#### WHAT THE EXERCISE ASKS
Repeat all of the data exactly. Leave nothing out.
--- START ---
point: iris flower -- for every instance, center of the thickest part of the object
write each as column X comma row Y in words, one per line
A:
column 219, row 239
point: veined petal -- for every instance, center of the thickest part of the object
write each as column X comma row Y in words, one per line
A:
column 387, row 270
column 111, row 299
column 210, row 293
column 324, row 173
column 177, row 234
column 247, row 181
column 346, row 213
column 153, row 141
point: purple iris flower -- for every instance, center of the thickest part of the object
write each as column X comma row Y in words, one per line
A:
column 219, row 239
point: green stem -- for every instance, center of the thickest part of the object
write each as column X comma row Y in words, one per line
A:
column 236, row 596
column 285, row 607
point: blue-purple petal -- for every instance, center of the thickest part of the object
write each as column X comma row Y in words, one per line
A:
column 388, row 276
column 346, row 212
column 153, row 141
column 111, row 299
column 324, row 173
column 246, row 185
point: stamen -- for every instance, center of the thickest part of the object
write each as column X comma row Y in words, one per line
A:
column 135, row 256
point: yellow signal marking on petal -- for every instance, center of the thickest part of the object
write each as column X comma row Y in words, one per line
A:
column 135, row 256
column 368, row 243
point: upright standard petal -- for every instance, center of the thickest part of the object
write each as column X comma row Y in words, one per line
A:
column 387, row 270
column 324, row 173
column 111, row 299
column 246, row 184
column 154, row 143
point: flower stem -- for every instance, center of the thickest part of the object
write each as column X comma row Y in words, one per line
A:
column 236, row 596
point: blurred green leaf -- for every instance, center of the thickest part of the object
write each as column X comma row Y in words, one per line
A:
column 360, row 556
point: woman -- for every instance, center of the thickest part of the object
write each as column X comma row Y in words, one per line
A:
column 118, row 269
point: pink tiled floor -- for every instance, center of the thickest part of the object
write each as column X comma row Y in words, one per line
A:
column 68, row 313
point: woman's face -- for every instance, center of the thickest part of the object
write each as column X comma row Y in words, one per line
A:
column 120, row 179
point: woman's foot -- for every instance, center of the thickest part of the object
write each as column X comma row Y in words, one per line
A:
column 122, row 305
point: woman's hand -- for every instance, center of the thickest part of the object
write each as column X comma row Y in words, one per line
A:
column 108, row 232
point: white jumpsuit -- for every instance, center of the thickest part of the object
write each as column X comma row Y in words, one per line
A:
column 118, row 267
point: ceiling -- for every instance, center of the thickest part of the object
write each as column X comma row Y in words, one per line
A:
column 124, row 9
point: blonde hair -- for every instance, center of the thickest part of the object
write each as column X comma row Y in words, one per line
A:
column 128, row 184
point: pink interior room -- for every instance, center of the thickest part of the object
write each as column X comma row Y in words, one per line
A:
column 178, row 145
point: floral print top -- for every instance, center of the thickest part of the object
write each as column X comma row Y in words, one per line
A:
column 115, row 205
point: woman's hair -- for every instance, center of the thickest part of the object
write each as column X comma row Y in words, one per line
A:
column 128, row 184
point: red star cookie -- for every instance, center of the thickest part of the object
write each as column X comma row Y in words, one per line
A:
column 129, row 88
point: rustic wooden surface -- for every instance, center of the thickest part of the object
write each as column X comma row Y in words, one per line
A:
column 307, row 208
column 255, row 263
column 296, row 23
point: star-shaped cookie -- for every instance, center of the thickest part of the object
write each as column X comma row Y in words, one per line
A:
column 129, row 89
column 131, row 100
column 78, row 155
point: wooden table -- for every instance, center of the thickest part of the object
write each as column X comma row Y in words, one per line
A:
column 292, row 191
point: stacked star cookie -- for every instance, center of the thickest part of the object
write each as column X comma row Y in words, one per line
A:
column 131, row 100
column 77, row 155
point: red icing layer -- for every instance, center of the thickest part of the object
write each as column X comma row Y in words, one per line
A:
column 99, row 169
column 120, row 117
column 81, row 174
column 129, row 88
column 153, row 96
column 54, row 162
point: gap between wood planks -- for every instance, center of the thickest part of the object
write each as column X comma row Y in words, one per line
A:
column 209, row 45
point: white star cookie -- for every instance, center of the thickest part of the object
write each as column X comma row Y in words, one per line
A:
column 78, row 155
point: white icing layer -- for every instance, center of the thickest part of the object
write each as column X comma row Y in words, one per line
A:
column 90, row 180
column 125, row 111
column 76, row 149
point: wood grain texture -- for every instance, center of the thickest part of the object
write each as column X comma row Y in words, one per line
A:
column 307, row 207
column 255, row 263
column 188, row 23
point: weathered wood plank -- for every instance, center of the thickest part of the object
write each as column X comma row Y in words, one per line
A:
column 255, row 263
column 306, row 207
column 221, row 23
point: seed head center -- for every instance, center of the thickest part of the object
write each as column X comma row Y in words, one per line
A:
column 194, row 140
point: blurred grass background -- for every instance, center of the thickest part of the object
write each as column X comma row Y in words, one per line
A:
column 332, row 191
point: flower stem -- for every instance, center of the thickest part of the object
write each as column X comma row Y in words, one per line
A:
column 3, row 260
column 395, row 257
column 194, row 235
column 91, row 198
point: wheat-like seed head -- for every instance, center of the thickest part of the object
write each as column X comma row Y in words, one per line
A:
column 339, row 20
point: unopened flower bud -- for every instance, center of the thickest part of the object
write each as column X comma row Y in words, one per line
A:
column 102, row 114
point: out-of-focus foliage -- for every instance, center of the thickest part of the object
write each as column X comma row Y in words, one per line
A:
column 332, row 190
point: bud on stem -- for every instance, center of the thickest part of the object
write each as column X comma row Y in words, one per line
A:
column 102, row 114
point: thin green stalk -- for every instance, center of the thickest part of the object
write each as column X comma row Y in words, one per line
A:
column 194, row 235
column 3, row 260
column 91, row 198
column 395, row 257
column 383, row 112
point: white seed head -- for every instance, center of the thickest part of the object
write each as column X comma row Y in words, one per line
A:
--- END ---
#### RESPONSE FOR THIS EXERCISE
point: iris flower -- for every instance, center of the thickest part of the object
write each as column X comma row Y in words, one per line
A:
column 219, row 239
point: veined petal -- for every instance, center of the thickest part of the object
write each as column X comma row Y in words, one per line
A:
column 387, row 270
column 111, row 299
column 210, row 293
column 324, row 173
column 177, row 234
column 247, row 181
column 346, row 213
column 153, row 141
point: purple iris flower -- for every instance, center of the thickest part of the object
write each as column X comma row Y in words, one per line
A:
column 219, row 239
point: green stem -- for every instance, center of the thickest part of the object
write each as column X comma row Y in words, one per line
A:
column 236, row 596
column 285, row 607
point: blue-purple petal -- for every instance, center of the thickest part of the object
write each as column X comma row Y in words, one per line
A:
column 388, row 276
column 346, row 212
column 153, row 141
column 111, row 299
column 324, row 173
column 246, row 185
point: stamen -- for every instance, center of the thickest part of the object
write each as column X comma row Y in words, one per line
A:
column 135, row 256
point: yellow signal marking on petal -- for every instance, center of the thickest part of the object
write each as column X comma row Y in words, one per line
A:
column 135, row 256
column 368, row 243
point: upright standard petal -- for every instance, center of the thickest part of the object
write each as column X comma row Y in words, one per line
A:
column 387, row 270
column 324, row 173
column 111, row 299
column 246, row 184
column 154, row 143
point: flower stem -- for every instance, center of the thickest part of the object
write each as column X comma row Y in words, one per line
A:
column 236, row 596
point: blurred green leaf -- for every instance, center of the thickest part of the object
write each as column X comma row Y in words, one per line
A:
column 360, row 556
point: woman -- for every instance, center of the thickest part of the object
write each as column X comma row Y in words, one per line
A:
column 118, row 269
point: pink tiled floor -- for every instance, center of the thickest part of the object
write each as column X comma row Y in words, one per line
A:
column 68, row 313
point: woman's face -- for every instance, center of the thickest part of the object
write each as column X comma row Y in words, one per line
A:
column 120, row 179
point: woman's foot -- for every instance, center of the thickest part of the object
write each as column X comma row Y in words, one per line
A:
column 122, row 305
point: woman's hand -- for every instance, center of the thickest part of the object
write each as column X comma row Y in words, one per line
A:
column 108, row 232
point: white jumpsuit -- for every instance, center of the thickest part of the object
write each as column X comma row Y in words, one per line
A:
column 118, row 267
point: ceiling -- for every instance, center of the thickest part of the object
write each as column X comma row Y in words, one per line
A:
column 124, row 9
point: blonde hair -- for every instance, center of the thickest part of the object
write each as column X comma row Y in words, one per line
A:
column 128, row 184
point: pink interior room -- for every instance, center of the thickest part of the object
write each as column X comma row Y in words, one per line
A:
column 178, row 145
point: floral print top -- for every instance, center of the thickest part of the object
write each as column X comma row Y in words, one per line
A:
column 115, row 205
point: woman's hair -- for every instance, center of the thickest part of the object
write each as column X comma row Y in words, one per line
A:
column 128, row 184
point: red star cookie -- for every instance, center of the thickest part of the object
write each as column X comma row Y in words, one per line
A:
column 129, row 88
point: rustic wooden surface -- for every instance, center of the thickest part of the object
write each as column X comma row Y in words, one per line
A:
column 307, row 208
column 255, row 263
column 296, row 23
point: star-shaped cookie -- for every instance, center of the thickest part of the object
write each as column X comma row Y in words, one per line
A:
column 129, row 89
column 131, row 100
column 78, row 155
point: wooden table -- for every instance, center of the thickest part of the object
write each as column X comma row Y in words, one per line
A:
column 292, row 191
point: stacked star cookie -- for every instance, center of the thickest part of the object
write each as column X comma row Y in words, one per line
A:
column 131, row 100
column 77, row 155
point: red icing layer -- for every instance, center of the thickest part of the object
write each as column X comma row Y in words, one per line
A:
column 99, row 169
column 120, row 117
column 81, row 174
column 129, row 88
column 153, row 96
column 54, row 162
point: gap between wood planks -- for every instance, center of the thickest part of the object
write each as column X comma row Y in words, one per line
A:
column 209, row 45
point: white star cookie -- for every instance, center of the thickest part of the object
write each as column X comma row Y in words, one per line
A:
column 78, row 155
point: white icing layer -- for every instance, center of the thickest part of the object
write each as column X comma row Y in words, one per line
A:
column 90, row 180
column 125, row 111
column 76, row 149
point: wood grain texture -- for every instance, center of the thickest part of the object
write each as column X comma row Y in words, one per line
A:
column 307, row 207
column 255, row 263
column 188, row 23
point: weathered wood plank -- for every instance, center of the thickest part of the object
write each as column X comma row Y in words, one per line
A:
column 255, row 263
column 306, row 207
column 221, row 23
point: seed head center -- for every instance, center of the thickest part of the object
write each as column X comma row Y in words, one per line
A:
column 194, row 140
point: blurred grass background -- for every instance, center of the thickest part of the object
write each as column X comma row Y in words, one per line
A:
column 332, row 191
point: flower stem -- for every instance, center of the thickest part of the object
write each as column X comma row Y in words, one per line
A:
column 3, row 260
column 395, row 257
column 194, row 235
column 91, row 198
point: wheat-like seed head -- for every instance, center of the thickest part of the object
write each as column X comma row Y in words, one per line
A:
column 339, row 20
point: unopened flower bud -- for every instance, center of the thickest part of the object
write each as column X comma row Y in words, one per line
A:
column 102, row 114
point: out-of-focus foliage -- for every instance, center of the thickest part of the object
write each as column X comma row Y in words, one per line
A:
column 332, row 190
point: bud on stem -- for every instance, center of the thickest part of the object
write each as column X comma row Y in words, one per line
A:
column 102, row 114
point: thin green stalk -- for every instance, center of the thickest part of the object
write each as column X comma row Y in words, one per line
A:
column 194, row 235
column 3, row 260
column 91, row 198
column 395, row 257
column 383, row 112
point: white seed head -- for every instance, center of the thickest part of the object
write each as column X comma row Y in words, one per line
A:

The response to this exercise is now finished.